[Problem requirements] Keep every line of the data below that has the string "frame" and present those lines.

[Exercise inputs]

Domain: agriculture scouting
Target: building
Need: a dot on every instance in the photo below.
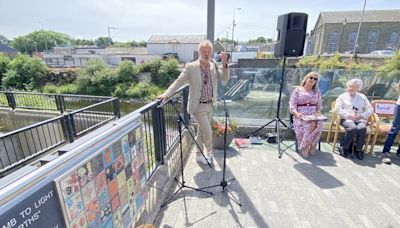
(11, 52)
(185, 46)
(337, 32)
(77, 57)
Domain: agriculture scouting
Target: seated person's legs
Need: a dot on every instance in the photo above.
(351, 131)
(361, 134)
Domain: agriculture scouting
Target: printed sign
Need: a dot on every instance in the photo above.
(40, 209)
(107, 189)
(385, 109)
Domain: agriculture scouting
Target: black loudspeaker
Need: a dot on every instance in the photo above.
(291, 34)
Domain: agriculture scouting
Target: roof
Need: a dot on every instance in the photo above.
(355, 16)
(126, 51)
(179, 39)
(5, 48)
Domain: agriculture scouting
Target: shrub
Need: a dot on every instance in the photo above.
(144, 90)
(60, 89)
(24, 73)
(127, 72)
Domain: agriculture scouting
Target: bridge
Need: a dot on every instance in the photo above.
(121, 173)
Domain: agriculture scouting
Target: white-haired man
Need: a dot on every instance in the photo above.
(202, 75)
(354, 109)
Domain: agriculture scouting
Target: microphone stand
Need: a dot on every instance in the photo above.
(225, 182)
(277, 120)
(182, 184)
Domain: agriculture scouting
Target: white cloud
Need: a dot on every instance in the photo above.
(137, 20)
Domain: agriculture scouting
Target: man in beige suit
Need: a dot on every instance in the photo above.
(203, 76)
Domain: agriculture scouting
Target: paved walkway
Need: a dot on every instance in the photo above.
(325, 190)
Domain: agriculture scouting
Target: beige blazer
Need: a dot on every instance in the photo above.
(192, 74)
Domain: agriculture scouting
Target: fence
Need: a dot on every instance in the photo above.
(160, 127)
(252, 93)
(47, 101)
(25, 143)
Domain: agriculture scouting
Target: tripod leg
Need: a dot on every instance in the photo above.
(173, 195)
(282, 123)
(252, 133)
(197, 189)
(232, 197)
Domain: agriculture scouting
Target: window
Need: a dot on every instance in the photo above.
(332, 43)
(351, 41)
(392, 41)
(372, 40)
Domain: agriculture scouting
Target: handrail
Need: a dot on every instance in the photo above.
(52, 94)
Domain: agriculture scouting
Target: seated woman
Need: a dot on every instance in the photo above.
(306, 101)
(354, 110)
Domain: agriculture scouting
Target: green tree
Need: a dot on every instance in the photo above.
(226, 40)
(82, 42)
(39, 40)
(4, 62)
(259, 39)
(168, 72)
(4, 39)
(142, 44)
(391, 67)
(152, 67)
(24, 73)
(127, 72)
(96, 78)
(103, 41)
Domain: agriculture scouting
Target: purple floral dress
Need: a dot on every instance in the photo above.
(306, 103)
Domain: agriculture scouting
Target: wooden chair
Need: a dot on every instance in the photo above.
(336, 128)
(384, 110)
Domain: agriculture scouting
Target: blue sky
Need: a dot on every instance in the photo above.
(138, 20)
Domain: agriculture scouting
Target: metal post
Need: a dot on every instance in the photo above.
(210, 20)
(358, 31)
(72, 124)
(67, 128)
(159, 133)
(59, 103)
(341, 36)
(11, 100)
(233, 30)
(186, 115)
(117, 112)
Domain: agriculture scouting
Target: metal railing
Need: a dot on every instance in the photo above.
(25, 143)
(160, 128)
(47, 101)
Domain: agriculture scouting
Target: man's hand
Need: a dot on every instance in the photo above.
(224, 57)
(162, 98)
(354, 117)
(297, 115)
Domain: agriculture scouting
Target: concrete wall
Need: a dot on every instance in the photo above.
(184, 51)
(384, 29)
(162, 181)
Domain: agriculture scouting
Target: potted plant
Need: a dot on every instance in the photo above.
(218, 130)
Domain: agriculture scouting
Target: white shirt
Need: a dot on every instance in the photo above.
(347, 105)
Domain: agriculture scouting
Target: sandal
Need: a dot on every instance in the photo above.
(305, 151)
(312, 149)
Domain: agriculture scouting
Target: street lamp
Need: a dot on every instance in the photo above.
(341, 35)
(358, 31)
(233, 29)
(45, 38)
(109, 34)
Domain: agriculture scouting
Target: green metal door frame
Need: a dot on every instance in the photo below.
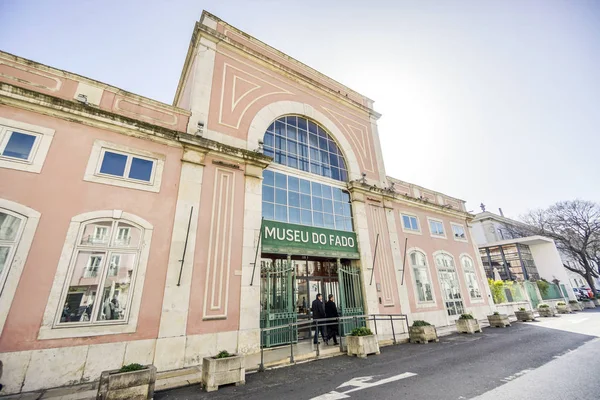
(351, 296)
(278, 307)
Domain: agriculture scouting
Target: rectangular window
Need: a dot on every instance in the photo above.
(18, 145)
(299, 201)
(410, 223)
(126, 166)
(459, 232)
(436, 228)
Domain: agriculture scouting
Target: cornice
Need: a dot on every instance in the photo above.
(386, 196)
(201, 30)
(15, 96)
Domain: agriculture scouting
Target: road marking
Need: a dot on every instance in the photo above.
(360, 383)
(515, 376)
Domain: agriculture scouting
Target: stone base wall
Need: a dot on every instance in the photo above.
(26, 371)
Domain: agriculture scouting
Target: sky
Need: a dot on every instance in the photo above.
(488, 101)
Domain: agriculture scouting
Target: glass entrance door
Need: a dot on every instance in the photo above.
(449, 285)
(277, 301)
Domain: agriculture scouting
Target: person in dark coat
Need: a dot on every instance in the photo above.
(318, 309)
(331, 312)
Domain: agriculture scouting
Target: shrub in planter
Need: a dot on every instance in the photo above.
(575, 305)
(588, 303)
(467, 324)
(498, 320)
(563, 308)
(361, 342)
(223, 369)
(546, 311)
(132, 381)
(524, 315)
(422, 332)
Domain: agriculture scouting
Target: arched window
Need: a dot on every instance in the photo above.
(302, 144)
(102, 272)
(11, 227)
(449, 284)
(421, 276)
(471, 277)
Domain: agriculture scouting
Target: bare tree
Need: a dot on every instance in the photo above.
(575, 228)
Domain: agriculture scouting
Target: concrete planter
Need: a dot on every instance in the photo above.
(546, 311)
(576, 306)
(467, 326)
(588, 304)
(422, 334)
(134, 385)
(499, 321)
(223, 371)
(524, 316)
(566, 309)
(361, 346)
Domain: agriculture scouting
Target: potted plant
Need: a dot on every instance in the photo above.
(524, 315)
(422, 332)
(132, 381)
(223, 369)
(575, 305)
(546, 311)
(498, 320)
(362, 342)
(588, 303)
(563, 308)
(467, 324)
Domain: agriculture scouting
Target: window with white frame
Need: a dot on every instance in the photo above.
(436, 228)
(449, 284)
(11, 226)
(18, 146)
(471, 278)
(124, 166)
(127, 166)
(421, 276)
(104, 262)
(410, 223)
(459, 232)
(23, 146)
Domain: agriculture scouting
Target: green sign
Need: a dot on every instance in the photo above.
(282, 238)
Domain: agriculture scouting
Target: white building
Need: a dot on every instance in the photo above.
(522, 258)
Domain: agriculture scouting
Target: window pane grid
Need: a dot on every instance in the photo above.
(312, 150)
(300, 201)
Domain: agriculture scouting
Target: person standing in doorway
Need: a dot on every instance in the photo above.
(318, 309)
(331, 312)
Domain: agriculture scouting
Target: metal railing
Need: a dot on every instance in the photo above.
(355, 320)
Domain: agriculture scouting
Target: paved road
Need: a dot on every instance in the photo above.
(458, 367)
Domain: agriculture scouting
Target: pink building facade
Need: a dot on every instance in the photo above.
(136, 231)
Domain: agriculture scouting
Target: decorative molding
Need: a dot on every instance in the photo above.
(218, 263)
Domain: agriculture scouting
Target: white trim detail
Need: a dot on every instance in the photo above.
(30, 221)
(92, 171)
(265, 117)
(50, 330)
(452, 225)
(419, 231)
(421, 304)
(39, 151)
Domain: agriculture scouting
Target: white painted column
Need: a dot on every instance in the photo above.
(249, 331)
(170, 345)
(378, 152)
(398, 250)
(361, 224)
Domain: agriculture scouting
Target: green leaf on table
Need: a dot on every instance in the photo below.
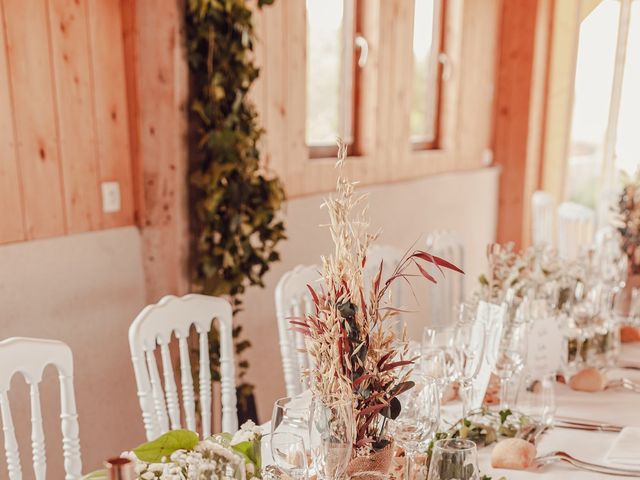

[Exercise output]
Target: green metal door frame
Target: window with white frame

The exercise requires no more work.